::: Text passage
“All have their worth and each contributes to the worth of the others” – John Ronald Reuel Tolkien
The fourth episode of our History of Paleolimnology picks up after the acid rain debates, with the science of paleolimnology ready to address many other environmental issues, including climate change.
By the 1990s, paleolimnology was a quantitative science that had answered some of the fundamental questions posed by acid rain. Although research on acidification continued, and does so to this day, once acid rain had been ‘solved’ many paleolimnologists turned their research focus to other ecological topics.
More Water Quality Problems
- Particularly on the Great Lakes
- Using diatoms to reconstruct nutrient concentrations
- Using diatoms to reconstruct biogenic silica and track broader landscape changes
- Global Warming/Climate Change
- Development of temperature-related transfer functions
- Investigating physical processes using paleolimnological approaches
- Geochemical and mineralogical aspects
- Using stable isotopes within the sediments as an indicator
- Deep Drilling Projects
- Frontier Paleolimnology
- High arctic and subarctic (e.g. Douglas et al. 1994)
::::::
▶ **Challenge 1**
Translate this sentence from the paleolimnology history into Spanish: "By the 1990s, paleolimnology was a quantitative science that had answered some of the fundamental questions posed by acid rain."
▶ **Challenge 2**
In the records below, return unchanged the lines from the line with "Target: white sneaker" to the line with "Target: beige blazer".
::: Items
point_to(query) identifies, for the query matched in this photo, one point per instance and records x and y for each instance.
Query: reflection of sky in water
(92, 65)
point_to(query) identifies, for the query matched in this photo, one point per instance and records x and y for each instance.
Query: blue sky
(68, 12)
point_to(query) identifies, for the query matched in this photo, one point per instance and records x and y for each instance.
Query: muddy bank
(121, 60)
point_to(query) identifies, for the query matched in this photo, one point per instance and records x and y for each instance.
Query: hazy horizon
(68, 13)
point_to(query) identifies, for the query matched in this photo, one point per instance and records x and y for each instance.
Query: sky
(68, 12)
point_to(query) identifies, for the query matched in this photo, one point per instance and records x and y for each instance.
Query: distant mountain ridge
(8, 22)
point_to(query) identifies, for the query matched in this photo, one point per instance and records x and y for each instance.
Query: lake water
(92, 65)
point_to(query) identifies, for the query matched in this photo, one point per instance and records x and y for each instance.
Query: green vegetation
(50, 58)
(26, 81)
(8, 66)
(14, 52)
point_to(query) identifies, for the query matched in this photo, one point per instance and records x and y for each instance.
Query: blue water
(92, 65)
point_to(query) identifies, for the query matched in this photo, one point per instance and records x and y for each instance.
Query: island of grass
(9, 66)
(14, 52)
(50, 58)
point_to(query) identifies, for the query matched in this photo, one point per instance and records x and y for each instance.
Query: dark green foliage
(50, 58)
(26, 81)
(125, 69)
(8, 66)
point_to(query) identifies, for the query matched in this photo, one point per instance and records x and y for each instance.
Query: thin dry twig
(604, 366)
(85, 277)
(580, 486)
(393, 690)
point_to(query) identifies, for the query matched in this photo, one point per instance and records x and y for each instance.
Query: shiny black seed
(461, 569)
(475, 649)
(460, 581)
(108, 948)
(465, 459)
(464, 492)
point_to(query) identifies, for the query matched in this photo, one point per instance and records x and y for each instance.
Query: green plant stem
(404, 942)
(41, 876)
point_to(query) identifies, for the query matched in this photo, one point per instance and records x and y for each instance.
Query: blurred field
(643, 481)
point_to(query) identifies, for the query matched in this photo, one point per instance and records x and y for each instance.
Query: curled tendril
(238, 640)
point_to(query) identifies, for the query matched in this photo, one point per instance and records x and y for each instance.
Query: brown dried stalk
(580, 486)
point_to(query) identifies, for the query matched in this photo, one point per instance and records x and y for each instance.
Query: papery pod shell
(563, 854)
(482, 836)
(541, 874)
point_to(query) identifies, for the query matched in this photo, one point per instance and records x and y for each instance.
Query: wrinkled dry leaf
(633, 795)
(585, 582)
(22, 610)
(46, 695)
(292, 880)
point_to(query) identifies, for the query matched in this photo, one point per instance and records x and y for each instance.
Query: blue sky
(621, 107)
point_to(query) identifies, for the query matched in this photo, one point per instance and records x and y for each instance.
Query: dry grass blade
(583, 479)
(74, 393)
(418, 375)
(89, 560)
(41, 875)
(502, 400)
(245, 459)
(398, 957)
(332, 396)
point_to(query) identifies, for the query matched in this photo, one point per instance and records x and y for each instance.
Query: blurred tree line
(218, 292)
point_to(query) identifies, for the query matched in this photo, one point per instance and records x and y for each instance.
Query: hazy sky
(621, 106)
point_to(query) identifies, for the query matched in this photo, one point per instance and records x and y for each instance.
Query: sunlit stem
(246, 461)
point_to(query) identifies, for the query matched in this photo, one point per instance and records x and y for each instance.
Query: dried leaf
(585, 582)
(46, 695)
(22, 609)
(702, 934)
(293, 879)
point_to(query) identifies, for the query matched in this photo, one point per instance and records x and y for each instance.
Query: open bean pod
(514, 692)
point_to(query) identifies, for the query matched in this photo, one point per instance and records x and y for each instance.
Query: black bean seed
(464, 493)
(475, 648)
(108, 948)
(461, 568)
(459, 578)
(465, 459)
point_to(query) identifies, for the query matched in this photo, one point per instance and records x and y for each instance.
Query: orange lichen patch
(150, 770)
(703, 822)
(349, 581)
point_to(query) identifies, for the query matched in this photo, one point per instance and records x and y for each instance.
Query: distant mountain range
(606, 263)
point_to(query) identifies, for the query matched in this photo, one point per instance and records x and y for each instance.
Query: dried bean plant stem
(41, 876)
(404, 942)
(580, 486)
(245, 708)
::::::
::: Items
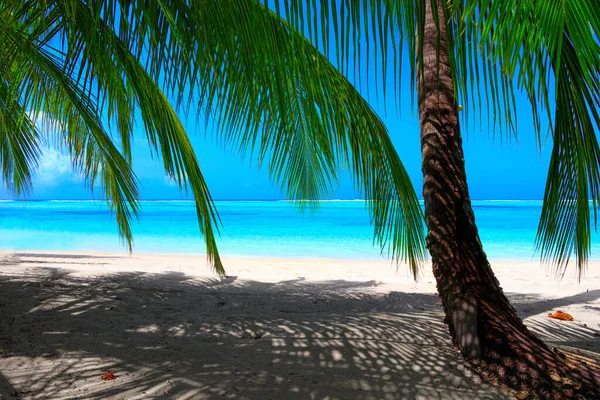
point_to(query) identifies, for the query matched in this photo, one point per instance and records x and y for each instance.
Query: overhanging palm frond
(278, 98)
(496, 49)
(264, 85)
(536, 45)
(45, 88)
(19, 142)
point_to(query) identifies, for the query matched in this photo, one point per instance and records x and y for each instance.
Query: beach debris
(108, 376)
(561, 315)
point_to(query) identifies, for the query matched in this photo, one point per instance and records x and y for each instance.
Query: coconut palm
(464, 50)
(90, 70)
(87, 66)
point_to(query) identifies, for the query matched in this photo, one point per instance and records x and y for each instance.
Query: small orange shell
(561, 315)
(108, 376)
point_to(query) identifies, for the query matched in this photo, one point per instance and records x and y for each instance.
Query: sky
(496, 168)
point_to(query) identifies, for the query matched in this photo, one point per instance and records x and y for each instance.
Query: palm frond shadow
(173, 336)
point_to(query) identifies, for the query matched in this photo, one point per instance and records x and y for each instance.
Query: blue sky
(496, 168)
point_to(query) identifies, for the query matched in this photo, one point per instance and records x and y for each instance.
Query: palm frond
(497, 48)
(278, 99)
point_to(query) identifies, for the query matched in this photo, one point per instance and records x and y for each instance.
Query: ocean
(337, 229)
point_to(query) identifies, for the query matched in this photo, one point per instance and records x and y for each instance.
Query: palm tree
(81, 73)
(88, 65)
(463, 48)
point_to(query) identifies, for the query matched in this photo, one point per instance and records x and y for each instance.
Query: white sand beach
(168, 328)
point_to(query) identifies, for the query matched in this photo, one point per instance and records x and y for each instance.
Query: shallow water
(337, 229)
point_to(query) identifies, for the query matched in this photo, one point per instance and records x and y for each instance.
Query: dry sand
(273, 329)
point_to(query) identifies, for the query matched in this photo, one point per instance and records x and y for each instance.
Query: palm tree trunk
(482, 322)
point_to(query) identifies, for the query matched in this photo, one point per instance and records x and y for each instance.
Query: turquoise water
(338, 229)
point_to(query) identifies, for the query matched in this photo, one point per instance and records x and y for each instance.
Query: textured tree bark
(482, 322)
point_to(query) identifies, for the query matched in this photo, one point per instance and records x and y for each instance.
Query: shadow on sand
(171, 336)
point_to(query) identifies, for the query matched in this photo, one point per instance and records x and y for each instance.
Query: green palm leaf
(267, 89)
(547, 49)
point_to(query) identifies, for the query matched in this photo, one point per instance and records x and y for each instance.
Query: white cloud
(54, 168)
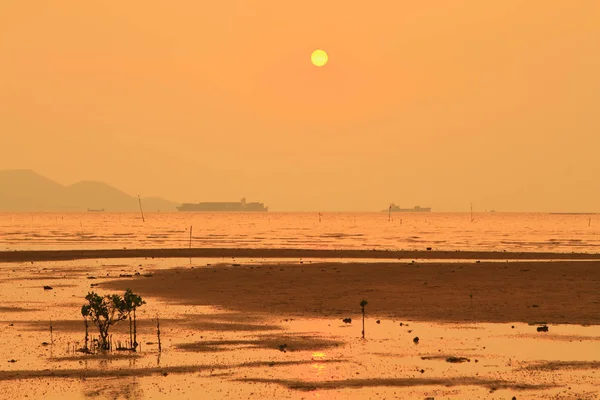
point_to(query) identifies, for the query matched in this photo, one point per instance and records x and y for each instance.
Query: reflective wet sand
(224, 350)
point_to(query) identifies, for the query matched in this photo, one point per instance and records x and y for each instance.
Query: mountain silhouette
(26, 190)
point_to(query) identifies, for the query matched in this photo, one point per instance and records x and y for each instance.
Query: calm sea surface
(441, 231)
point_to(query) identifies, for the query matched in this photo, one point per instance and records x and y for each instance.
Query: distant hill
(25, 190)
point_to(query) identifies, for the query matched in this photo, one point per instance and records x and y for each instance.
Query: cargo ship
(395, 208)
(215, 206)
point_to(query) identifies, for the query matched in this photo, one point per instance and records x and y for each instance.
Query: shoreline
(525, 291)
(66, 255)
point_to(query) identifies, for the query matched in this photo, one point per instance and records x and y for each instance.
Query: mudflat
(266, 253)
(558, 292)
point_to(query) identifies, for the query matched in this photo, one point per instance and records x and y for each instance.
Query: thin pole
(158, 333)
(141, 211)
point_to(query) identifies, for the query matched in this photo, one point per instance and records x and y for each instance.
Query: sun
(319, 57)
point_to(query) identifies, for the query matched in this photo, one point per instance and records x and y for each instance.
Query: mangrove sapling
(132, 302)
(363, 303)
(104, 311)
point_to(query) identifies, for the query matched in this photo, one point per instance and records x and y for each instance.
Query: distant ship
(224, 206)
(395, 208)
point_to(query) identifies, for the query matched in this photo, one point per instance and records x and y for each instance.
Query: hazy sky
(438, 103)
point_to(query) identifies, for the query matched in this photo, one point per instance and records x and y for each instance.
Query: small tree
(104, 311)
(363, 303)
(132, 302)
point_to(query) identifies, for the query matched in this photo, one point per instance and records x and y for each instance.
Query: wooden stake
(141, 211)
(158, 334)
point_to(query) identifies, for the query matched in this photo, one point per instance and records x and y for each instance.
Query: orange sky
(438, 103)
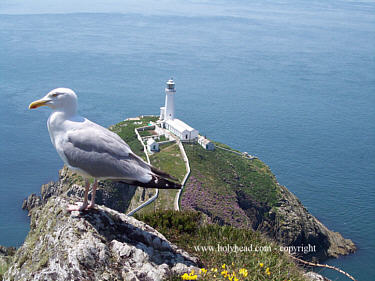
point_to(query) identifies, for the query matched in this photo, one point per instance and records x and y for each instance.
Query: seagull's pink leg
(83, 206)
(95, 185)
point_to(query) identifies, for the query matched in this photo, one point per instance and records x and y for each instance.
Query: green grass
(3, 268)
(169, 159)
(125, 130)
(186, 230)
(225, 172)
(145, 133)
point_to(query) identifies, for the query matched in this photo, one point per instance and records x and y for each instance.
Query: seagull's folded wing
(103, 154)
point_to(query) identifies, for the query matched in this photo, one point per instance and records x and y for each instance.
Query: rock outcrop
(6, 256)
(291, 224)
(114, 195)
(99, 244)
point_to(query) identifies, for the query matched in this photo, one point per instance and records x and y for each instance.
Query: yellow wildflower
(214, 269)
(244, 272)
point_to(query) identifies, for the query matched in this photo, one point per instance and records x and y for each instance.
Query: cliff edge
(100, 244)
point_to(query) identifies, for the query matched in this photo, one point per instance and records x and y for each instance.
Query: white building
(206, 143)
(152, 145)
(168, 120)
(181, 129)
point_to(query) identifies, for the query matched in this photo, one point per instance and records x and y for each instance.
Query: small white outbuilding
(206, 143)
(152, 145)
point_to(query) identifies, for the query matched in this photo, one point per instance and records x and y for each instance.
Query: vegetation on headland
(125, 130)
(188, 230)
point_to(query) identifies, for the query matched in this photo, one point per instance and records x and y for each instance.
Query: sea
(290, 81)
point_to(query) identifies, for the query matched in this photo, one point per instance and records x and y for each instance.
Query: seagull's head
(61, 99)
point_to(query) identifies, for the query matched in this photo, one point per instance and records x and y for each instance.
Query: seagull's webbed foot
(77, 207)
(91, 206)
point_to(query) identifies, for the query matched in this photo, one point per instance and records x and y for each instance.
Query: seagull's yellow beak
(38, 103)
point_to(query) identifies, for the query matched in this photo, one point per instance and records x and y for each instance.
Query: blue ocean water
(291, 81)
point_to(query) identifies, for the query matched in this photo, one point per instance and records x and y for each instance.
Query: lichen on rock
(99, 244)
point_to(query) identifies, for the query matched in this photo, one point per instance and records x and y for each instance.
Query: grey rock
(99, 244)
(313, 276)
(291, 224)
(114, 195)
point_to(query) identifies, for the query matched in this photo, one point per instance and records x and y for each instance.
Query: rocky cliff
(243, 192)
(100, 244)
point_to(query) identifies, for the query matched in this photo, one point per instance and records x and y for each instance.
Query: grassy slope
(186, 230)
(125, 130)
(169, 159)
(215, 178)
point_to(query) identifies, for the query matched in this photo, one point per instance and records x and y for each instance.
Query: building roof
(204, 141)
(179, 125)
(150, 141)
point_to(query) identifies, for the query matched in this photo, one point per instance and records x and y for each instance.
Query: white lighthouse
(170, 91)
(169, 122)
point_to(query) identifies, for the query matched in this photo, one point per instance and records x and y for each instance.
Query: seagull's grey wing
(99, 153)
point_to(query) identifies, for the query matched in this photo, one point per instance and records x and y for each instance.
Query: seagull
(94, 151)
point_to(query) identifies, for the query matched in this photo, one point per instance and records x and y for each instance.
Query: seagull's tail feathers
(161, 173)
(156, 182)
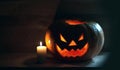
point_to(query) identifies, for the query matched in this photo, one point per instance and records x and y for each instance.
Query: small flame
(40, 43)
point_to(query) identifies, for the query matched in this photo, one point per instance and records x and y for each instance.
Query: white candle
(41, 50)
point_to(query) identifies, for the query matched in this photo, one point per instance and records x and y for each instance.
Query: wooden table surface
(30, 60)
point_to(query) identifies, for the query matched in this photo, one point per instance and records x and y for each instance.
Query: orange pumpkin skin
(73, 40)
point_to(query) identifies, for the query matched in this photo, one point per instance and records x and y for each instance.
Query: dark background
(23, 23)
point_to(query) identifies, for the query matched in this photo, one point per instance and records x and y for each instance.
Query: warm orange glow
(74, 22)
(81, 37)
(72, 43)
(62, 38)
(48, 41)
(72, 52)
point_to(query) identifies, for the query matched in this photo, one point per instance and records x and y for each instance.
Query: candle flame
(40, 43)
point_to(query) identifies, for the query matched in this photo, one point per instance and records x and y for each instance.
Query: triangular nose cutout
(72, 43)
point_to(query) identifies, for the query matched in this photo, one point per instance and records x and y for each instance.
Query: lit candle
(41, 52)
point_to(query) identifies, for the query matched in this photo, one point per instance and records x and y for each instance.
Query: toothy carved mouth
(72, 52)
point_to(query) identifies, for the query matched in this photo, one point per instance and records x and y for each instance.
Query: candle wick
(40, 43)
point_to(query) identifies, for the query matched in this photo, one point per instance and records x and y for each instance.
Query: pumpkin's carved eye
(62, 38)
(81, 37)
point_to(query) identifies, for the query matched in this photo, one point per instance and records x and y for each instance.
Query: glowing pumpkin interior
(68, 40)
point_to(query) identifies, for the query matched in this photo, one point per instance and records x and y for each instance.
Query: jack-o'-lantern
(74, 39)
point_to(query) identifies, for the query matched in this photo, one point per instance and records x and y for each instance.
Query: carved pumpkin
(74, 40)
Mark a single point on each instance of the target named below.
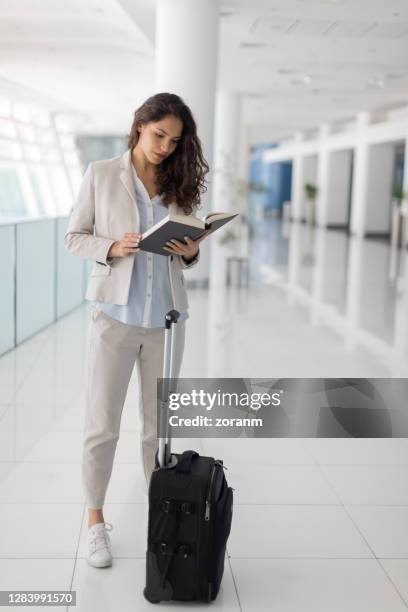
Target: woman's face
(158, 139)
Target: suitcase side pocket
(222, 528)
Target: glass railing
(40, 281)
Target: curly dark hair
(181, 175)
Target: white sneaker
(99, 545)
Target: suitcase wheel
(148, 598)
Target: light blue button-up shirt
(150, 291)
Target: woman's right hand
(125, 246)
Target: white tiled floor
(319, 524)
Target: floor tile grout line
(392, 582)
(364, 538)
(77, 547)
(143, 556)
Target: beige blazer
::::::
▶ **Correct output 1**
Para la década de 1990, la paleolimnología era una ciencia cuantitativa que había respondido algunas de las preguntas fundamentales planteadas por la lluvia ácida.

▶ **Correct output 2**
Target: white sneaker
(99, 545)
Target: suitcase wheel
(148, 598)
Target: light blue button-up shirt
(150, 291)
Target: woman's right hand
(125, 246)
Target: white tiled floor
(319, 524)
Target: floor tile grout line
(392, 582)
(364, 538)
(77, 547)
(143, 556)
Target: beige blazer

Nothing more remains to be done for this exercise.